→ Provided records
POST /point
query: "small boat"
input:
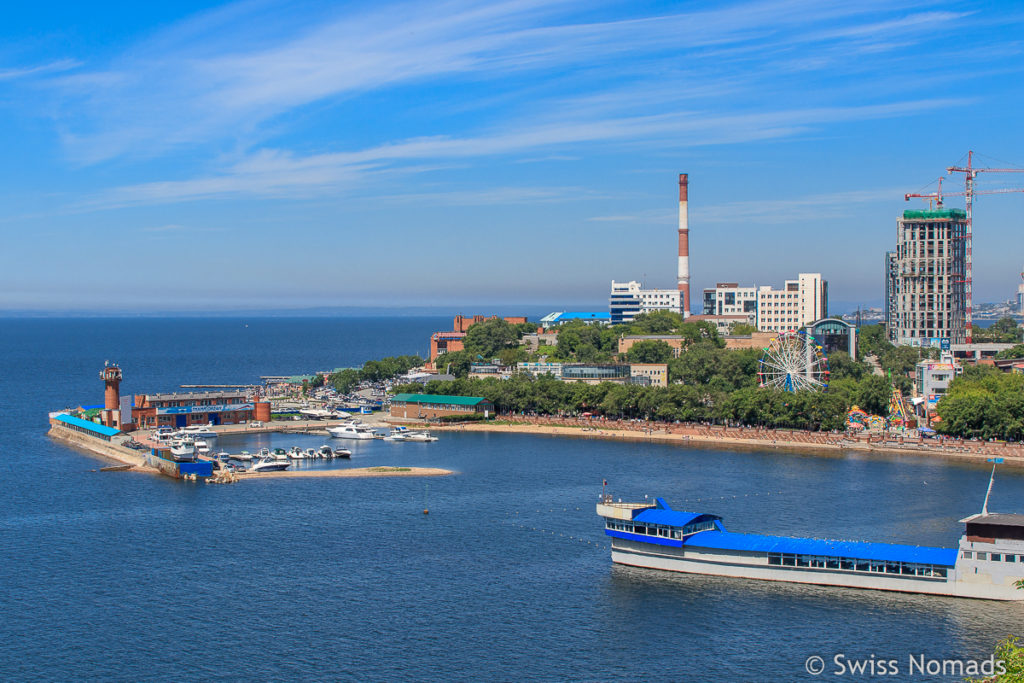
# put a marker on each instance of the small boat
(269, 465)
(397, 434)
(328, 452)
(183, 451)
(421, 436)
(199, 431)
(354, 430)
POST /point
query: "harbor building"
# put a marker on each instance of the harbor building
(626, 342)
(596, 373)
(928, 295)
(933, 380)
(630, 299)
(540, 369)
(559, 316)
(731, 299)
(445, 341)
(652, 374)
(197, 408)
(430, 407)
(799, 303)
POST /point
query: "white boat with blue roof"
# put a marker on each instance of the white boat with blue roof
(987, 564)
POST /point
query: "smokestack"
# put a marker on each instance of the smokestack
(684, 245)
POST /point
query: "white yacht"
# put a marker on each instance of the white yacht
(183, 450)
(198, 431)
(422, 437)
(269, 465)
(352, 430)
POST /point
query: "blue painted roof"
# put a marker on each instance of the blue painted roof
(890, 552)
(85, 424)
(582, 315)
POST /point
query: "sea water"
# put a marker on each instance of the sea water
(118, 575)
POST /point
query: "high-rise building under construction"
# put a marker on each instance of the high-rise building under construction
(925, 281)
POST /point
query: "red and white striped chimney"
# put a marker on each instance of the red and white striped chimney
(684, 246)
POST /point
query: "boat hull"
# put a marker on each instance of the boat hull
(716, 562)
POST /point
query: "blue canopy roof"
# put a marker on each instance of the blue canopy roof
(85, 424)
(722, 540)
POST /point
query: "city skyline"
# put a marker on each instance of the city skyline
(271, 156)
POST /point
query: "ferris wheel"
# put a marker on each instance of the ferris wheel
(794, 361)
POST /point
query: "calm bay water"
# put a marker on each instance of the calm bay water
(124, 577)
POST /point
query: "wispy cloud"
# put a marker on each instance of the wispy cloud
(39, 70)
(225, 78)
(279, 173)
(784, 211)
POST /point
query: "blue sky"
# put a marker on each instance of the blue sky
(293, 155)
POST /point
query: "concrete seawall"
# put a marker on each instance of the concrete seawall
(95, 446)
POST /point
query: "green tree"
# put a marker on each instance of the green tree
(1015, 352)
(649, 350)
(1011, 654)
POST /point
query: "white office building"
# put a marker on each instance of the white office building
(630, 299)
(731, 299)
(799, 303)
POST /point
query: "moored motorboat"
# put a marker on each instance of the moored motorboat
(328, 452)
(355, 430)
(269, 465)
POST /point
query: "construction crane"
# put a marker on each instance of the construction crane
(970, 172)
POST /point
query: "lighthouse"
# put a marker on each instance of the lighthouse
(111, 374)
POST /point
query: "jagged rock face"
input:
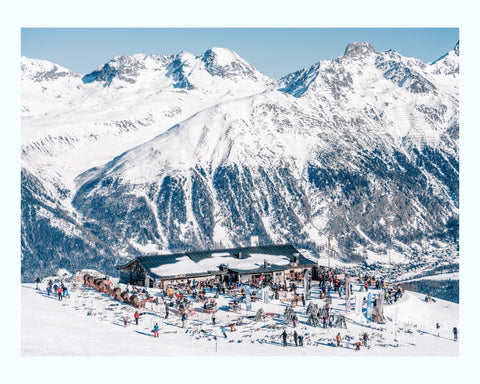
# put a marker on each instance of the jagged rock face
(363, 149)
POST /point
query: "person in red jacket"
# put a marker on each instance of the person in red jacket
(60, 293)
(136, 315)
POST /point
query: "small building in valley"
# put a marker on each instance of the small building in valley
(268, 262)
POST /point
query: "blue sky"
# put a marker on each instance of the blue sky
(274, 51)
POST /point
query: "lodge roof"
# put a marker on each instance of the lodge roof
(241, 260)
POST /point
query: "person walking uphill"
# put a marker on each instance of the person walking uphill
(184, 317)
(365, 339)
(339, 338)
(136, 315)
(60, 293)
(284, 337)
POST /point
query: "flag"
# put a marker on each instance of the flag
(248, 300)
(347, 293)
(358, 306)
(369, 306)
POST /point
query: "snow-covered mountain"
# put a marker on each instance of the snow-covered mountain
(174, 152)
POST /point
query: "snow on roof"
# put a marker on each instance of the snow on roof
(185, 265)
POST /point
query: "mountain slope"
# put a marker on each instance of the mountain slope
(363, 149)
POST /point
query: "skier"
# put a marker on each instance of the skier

→ Work to be completed
Print out the lines exactly, skipping any picture.

→ Task result
POST /point
query: "small boat"
input:
# put a marker on each instance of the small boat
(269, 465)
(397, 434)
(328, 452)
(183, 451)
(421, 436)
(199, 431)
(354, 430)
POST /point
query: "harbor building"
# put a marker on each instance of the harbor building
(626, 342)
(596, 373)
(928, 295)
(933, 380)
(630, 299)
(540, 369)
(559, 316)
(731, 299)
(445, 341)
(652, 374)
(197, 408)
(430, 407)
(799, 303)
POST /point
query: "white boat with blue roof"
# put a marker on each instance of the white boat with blue roof
(987, 564)
POST /point
query: "smokestack"
# put a marker on each instance of the smokestack
(684, 245)
POST /point
query: "white yacht"
# put a marker on each instance of the white yacht
(183, 450)
(198, 431)
(422, 437)
(269, 465)
(352, 430)
POST /point
query: "blue painted roof"
# put a marker on each instance of the blue painted roof
(890, 552)
(85, 424)
(582, 315)
POST /point
query: "sea water"
# put a marker on each instance of the sea water
(118, 575)
POST /point
query: "high-rise building under construction"
# put a marker on each instance of the high-rise building under construction
(925, 281)
POST /point
query: "red and white striped chimney"
# put a marker on each instance of the red and white striped chimney
(684, 246)
POST /point
query: "boat hull"
# put a marker on each instance of the boat hull
(716, 562)
POST /point
query: "blue canopy roof"
# put a marker on each instance of the blue canopy roof
(85, 424)
(722, 540)
POST /point
query: "city skyline"
# put a marker on each instance of the city skyline
(271, 156)
POST /point
query: "ferris wheel"
# put a marker on each instance of the ferris wheel
(794, 361)
POST /point
query: "calm bay water"
# put a marker on each instance of the calm bay water
(124, 577)
POST /point
query: "wispy cloud"
# put a marker on each instance of the wispy cloud
(39, 70)
(225, 78)
(279, 173)
(784, 211)
POST /point
query: "blue sky"
# put a marker on each instance of the blue sky
(293, 155)
POST /point
query: "concrete seawall"
# put a marker on each instance of the concrete seawall
(95, 446)
POST /point
query: "green tree"
# put a marker on each instance of the green tree
(1015, 352)
(649, 350)
(1011, 654)
POST /point
query: "white office building"
# put a marker on each instance of the white office building
(630, 299)
(731, 299)
(799, 303)
POST /point
query: "moored motorboat"
# put a marker on each instance of the moored motorboat
(328, 452)
(355, 430)
(269, 465)
POST /point
query: "construction crane"
# put a marker on each instance of the construction crane
(970, 172)
POST /point
query: "lighthouse"
# put a marker on each instance of the lighthouse
(111, 374)
POST /point
query: "jagged rock face"
input:
# put a marker on each instance of the jagged rock face
(363, 149)
POST /point
query: "person in red jacket"
# put a marker on each instance of the person in red jacket
(60, 293)
(136, 315)
POST /point
query: "small building in valley"
# put a marker on each instance of the small building in valley
(268, 262)
POST /point
query: "blue sky"
# put a marker on each instance of the blue sky
(274, 51)
POST /point
query: "lodge roof"
# put a marker on each instance of the lodge roof
(241, 260)
POST /point
query: "person walking uphill"
# put a marker on each instance of the person walking uphill
(184, 317)
(365, 339)
(339, 338)
(136, 315)
(60, 293)
(284, 337)
POST /point
query: "flag"
# put a marker on each instance of the flag
(248, 300)
(347, 293)
(358, 306)
(369, 306)
POST /point
query: "snow-covered mountain"
# put a marker on each instance of the snow-covered mountain
(174, 152)
POST /point
query: "snow on roof"
# put a marker on each instance of the snow on roof
(185, 265)
POST /point
query: "mountain slope"
# put a marker on each instance of the mountain slope
(363, 149)
POST /point
query: "skier"
# put a marker on each instance of the skier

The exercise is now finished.